Instructions to follow:
Which lines in the rows below contain the word "tight"? Report each of those lines in full.

------ Available data ------

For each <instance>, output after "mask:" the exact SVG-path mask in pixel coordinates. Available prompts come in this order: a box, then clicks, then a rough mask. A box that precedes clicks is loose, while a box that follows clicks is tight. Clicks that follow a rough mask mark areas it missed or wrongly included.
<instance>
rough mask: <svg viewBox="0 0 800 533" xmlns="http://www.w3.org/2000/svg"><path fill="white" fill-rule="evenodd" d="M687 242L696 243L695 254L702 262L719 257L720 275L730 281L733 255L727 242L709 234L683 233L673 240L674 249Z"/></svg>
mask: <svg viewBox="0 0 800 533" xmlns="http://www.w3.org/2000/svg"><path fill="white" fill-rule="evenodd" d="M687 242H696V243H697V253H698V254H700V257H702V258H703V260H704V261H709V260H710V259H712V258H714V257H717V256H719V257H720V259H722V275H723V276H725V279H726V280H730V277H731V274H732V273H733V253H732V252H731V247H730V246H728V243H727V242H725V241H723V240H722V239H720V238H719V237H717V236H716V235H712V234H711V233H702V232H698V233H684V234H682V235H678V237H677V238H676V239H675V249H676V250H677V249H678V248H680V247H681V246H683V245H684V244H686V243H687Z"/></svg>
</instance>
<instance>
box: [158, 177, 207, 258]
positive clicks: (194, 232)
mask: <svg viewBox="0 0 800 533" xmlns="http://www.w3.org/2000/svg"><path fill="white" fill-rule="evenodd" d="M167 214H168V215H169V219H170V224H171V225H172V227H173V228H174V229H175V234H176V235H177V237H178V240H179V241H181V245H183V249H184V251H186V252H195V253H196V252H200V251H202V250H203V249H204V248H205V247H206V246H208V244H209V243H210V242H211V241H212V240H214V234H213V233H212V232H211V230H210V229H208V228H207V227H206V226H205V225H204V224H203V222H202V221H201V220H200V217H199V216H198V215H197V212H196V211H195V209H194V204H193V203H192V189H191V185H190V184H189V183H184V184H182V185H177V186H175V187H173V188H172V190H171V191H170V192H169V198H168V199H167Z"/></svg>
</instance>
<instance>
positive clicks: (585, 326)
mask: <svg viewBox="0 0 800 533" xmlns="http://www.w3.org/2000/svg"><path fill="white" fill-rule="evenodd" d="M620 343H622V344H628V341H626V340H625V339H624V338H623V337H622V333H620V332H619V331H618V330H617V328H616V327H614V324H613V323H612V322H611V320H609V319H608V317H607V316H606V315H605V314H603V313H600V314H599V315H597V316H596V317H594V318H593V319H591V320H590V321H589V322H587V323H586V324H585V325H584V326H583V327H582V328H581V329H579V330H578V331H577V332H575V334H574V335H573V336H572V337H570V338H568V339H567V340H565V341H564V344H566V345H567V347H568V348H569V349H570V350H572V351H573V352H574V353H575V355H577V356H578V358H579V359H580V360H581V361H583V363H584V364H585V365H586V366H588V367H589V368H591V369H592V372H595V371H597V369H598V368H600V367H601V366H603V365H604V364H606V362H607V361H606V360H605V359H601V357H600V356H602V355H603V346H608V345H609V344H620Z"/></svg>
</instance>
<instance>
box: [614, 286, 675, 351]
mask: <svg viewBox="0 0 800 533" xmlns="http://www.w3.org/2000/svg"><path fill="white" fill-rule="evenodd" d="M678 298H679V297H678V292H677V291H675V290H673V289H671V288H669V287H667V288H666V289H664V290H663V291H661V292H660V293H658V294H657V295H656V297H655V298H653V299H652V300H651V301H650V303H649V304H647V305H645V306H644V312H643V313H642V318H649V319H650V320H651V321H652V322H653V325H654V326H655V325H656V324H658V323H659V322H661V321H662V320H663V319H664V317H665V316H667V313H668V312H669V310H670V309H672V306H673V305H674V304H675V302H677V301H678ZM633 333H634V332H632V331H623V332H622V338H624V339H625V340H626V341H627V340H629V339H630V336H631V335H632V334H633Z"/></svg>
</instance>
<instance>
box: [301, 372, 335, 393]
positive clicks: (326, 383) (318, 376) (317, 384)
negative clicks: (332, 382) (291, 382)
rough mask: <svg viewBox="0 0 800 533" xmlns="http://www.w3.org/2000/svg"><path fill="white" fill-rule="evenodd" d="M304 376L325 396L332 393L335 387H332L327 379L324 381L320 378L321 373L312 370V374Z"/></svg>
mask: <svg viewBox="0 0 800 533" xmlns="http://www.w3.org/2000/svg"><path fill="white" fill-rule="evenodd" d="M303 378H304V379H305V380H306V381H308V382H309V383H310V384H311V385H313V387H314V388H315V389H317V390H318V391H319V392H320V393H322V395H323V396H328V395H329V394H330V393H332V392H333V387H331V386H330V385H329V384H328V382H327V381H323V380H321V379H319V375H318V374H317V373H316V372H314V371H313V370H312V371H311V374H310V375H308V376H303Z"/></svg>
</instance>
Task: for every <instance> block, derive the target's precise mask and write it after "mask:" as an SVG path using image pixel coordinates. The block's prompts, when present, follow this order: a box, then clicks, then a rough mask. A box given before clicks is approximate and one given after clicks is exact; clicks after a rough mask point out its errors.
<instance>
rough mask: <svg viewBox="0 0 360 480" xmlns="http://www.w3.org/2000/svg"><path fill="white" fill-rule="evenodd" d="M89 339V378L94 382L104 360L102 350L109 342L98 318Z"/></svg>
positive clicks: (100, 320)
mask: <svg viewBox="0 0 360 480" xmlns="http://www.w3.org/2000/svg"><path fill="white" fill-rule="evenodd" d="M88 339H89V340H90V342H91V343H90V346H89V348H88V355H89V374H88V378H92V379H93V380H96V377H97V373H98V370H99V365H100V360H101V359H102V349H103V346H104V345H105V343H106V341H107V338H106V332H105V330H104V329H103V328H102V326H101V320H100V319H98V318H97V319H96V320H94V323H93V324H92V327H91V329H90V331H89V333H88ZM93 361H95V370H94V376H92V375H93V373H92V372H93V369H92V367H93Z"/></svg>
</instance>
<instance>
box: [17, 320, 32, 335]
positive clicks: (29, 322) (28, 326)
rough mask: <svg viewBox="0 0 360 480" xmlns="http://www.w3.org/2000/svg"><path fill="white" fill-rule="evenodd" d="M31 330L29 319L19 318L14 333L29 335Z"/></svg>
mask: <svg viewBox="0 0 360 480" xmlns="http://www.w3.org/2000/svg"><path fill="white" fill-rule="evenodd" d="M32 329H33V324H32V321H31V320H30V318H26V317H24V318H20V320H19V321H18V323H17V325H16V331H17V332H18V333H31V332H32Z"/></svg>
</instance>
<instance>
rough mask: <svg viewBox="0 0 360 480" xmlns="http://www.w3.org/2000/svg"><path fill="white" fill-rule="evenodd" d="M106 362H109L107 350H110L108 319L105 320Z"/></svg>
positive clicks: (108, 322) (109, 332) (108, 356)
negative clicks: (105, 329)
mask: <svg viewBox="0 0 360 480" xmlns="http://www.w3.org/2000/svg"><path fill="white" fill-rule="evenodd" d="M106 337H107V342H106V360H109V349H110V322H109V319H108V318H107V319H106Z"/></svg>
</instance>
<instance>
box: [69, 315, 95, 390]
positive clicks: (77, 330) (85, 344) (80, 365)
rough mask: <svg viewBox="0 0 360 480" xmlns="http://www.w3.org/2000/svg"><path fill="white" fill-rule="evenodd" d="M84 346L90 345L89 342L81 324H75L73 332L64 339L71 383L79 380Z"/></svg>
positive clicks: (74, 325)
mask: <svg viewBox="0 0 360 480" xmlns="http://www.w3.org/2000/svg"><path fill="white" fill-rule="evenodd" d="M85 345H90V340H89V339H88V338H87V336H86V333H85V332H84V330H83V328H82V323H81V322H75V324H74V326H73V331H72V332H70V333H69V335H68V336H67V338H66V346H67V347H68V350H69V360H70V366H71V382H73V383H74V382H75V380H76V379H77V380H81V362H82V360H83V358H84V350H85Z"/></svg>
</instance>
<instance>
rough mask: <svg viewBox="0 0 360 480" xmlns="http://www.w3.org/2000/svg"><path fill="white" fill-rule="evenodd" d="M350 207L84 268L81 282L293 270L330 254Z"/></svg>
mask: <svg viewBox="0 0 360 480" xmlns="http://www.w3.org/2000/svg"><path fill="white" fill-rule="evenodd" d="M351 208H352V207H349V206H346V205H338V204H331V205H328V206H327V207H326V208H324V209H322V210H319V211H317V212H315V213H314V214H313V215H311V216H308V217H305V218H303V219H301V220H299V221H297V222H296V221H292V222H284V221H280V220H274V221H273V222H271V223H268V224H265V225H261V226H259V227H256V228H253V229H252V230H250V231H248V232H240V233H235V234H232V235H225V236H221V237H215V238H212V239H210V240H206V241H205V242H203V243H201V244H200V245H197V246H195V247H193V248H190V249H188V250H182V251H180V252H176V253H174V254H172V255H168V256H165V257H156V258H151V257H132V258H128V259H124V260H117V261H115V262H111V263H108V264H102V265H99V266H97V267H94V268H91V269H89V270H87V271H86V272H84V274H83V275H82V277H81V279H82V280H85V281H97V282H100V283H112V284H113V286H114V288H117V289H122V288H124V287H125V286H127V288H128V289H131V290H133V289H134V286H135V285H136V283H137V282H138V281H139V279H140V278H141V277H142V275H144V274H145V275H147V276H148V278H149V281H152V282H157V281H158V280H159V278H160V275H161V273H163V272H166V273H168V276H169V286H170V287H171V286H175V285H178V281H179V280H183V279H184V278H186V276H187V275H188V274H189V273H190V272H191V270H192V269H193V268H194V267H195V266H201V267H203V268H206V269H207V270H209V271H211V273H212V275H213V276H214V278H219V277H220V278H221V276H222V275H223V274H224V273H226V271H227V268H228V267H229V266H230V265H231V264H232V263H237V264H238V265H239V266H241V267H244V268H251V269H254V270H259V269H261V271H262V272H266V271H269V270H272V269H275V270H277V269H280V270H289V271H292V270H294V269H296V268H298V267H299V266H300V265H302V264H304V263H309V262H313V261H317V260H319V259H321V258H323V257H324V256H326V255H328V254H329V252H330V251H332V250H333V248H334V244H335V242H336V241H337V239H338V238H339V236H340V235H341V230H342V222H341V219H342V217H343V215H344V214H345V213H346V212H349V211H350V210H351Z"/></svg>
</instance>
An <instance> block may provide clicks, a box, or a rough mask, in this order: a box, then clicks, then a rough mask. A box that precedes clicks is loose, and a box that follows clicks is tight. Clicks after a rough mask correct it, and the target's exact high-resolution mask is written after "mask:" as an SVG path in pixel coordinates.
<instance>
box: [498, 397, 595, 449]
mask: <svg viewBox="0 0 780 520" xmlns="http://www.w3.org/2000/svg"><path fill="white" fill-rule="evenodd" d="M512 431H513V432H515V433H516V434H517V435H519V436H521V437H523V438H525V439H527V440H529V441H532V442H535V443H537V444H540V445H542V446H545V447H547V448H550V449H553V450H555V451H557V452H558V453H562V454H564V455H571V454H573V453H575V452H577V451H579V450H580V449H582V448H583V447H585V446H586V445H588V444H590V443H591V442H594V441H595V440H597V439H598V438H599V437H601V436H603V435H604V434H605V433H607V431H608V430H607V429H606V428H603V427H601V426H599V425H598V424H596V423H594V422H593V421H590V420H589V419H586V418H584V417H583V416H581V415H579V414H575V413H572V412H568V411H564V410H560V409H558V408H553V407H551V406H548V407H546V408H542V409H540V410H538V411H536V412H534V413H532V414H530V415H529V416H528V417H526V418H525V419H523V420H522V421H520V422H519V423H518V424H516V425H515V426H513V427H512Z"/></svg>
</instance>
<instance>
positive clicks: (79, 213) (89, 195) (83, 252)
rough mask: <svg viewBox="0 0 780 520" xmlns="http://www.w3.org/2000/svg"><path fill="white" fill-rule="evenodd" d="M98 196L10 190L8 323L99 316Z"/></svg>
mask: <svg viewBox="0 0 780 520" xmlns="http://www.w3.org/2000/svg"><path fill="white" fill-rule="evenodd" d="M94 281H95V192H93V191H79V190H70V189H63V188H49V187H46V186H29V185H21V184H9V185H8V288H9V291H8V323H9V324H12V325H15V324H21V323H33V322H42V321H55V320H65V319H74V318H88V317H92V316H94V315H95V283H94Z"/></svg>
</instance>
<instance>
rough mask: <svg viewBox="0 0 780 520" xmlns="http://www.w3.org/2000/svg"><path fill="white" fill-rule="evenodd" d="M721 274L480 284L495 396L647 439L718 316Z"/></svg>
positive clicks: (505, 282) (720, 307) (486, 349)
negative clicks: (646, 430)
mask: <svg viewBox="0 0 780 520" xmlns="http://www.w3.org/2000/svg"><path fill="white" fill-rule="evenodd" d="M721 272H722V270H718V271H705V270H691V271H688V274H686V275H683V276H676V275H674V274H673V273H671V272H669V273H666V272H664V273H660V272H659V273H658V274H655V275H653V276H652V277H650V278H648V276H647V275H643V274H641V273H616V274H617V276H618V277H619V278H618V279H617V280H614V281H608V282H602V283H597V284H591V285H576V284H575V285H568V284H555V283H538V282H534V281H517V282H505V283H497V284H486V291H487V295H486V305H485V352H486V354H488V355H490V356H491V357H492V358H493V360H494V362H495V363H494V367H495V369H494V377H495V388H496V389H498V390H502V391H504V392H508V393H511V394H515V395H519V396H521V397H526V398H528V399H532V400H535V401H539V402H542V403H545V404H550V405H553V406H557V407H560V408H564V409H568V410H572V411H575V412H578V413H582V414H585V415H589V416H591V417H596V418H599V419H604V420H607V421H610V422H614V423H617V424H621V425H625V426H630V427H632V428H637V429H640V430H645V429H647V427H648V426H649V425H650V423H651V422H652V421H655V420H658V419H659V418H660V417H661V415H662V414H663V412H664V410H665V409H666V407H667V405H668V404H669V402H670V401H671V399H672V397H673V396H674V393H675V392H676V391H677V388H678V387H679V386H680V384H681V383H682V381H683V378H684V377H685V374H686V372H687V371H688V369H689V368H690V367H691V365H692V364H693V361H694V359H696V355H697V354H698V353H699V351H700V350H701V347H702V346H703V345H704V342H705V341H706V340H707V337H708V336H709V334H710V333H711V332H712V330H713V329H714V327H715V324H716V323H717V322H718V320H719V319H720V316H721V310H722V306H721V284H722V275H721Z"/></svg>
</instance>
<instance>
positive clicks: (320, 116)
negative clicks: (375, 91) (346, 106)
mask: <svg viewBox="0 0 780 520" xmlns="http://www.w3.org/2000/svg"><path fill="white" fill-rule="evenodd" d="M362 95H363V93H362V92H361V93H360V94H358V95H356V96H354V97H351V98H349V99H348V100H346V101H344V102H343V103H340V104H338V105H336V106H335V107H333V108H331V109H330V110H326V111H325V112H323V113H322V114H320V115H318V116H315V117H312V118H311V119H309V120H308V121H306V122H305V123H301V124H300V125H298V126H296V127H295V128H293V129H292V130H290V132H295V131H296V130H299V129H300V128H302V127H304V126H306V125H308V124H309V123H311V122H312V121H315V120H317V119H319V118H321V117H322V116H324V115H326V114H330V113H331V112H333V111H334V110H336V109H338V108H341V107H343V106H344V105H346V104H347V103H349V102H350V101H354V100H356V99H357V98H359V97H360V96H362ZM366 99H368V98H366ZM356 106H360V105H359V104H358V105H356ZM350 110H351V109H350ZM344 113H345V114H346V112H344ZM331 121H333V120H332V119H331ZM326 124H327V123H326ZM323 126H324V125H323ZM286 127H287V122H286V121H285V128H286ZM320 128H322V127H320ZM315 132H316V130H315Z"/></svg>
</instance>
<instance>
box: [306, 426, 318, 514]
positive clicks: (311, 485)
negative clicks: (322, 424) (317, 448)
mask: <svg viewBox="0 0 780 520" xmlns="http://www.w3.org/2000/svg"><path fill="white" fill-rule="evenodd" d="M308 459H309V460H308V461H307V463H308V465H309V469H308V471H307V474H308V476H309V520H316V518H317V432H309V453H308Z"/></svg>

------

Solved exercise:
For each <instance>, output after "mask:" the exact SVG-path mask in pixel coordinates. Available prompts come in this order: a box, then clicks, then a rough mask. A box that precedes clicks is loose, while a box that follows clicks is tight. Clicks that follow a rough mask mark areas it missed or wrongly included.
An <instance> block may provide clicks, a box, or a rough mask, in this order: a box, then clicks, then a rough mask. A box that precedes clicks is loose, and a box that follows clicks is tight. Clicks after a rough mask correct it, and the target's exact high-resolution mask is written after "mask:" as an SVG path in pixel coordinates.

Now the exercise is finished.